(JOB):
Copy out each of the following items word for word, changing nothing.

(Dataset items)
——

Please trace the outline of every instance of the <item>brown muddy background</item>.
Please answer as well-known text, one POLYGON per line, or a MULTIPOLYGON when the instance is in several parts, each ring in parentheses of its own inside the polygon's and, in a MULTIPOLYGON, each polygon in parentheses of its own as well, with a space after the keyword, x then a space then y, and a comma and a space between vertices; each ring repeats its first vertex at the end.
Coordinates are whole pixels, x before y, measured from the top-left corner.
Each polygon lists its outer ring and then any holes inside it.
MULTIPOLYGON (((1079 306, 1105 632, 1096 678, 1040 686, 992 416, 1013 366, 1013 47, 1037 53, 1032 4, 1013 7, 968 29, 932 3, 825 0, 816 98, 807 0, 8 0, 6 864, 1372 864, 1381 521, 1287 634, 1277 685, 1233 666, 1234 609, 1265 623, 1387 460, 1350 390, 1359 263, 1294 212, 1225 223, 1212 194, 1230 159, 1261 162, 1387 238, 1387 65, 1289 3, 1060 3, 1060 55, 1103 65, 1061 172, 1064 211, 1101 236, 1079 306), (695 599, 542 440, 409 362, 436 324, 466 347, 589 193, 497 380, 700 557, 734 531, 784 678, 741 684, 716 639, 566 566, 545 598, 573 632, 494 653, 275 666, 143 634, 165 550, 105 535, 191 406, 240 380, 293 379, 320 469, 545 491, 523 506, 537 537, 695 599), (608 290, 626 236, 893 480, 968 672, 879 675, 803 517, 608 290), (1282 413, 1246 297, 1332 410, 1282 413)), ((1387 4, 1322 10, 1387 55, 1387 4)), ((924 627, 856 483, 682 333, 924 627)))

——

(WORKED ANSWER):
Please trace the outline of every instance of the <item>brown muddy background</item>.
Please answer as well-known text, one POLYGON per line, or a MULTIPOLYGON when the instance is in several parts, each ring in parentheses of its own inside the polygon's and, in a MULTIPOLYGON, each polygon in parentheses of its own as well, with a space after the keyword, x then a space then y, and a comma and a space between vertices; each ring repeats its first vertex at the end.
Coordinates are whole pixels, x before y, measured from the top-left corner.
Each polygon lists its outer ring and then any holes inside it.
MULTIPOLYGON (((1079 306, 1105 632, 1096 678, 1040 686, 992 416, 1013 366, 1013 47, 1037 53, 1032 4, 1013 7, 968 29, 932 3, 825 0, 816 98, 807 0, 8 0, 6 864, 1372 864, 1381 521, 1287 634, 1277 685, 1233 666, 1234 609, 1265 623, 1387 460, 1350 390, 1359 263, 1294 212, 1225 223, 1212 194, 1230 159, 1261 162, 1387 238, 1387 65, 1289 3, 1060 3, 1060 55, 1103 65, 1061 172, 1064 211, 1101 236, 1079 306), (695 599, 542 440, 409 362, 436 324, 466 347, 589 193, 497 380, 700 557, 734 531, 784 678, 741 684, 716 639, 566 566, 545 598, 573 632, 494 653, 275 666, 143 634, 165 550, 105 535, 191 406, 240 380, 293 379, 320 469, 545 491, 523 506, 537 537, 695 599), (608 290, 626 236, 893 480, 968 672, 879 675, 803 517, 608 290), (1282 413, 1246 297, 1332 410, 1282 413)), ((1387 4, 1322 10, 1387 55, 1387 4)), ((924 627, 856 483, 682 333, 924 627)))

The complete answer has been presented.